Task instructions: Since the copy must match the original, write out each record word for word, skipping only the pictures.

Raw data:
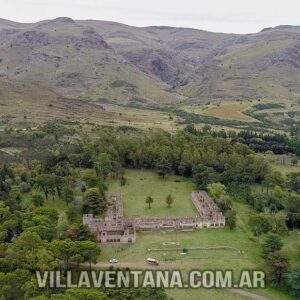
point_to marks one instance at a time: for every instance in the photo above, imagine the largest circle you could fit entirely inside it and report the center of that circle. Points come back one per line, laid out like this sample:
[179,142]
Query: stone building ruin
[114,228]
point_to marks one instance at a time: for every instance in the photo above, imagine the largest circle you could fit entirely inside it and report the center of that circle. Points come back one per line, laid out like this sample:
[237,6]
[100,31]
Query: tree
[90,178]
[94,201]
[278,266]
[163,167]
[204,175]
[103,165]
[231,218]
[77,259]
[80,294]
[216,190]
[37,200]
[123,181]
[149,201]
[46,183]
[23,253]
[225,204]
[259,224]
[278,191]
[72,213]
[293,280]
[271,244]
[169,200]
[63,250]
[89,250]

Answer to this task:
point_to marks one instance at a time: for every instance in the photo above, imagine the largest circle you could fit entirely inside it and report the center of that circle. Points come back one per line, laid out like this sample:
[179,142]
Query: stone building ruin
[114,228]
point_to marks one instance at a time: for every instance in the photo above, imagine the largest circle you could fit entirely inside it and report the center of that circle. Points come back one per line, laid out like this sample:
[237,6]
[100,31]
Query: tree
[90,178]
[94,201]
[278,266]
[163,167]
[204,175]
[103,165]
[231,218]
[77,259]
[80,294]
[216,190]
[37,200]
[123,181]
[149,201]
[46,183]
[23,253]
[225,204]
[259,224]
[278,191]
[72,213]
[293,280]
[271,244]
[169,200]
[63,250]
[89,250]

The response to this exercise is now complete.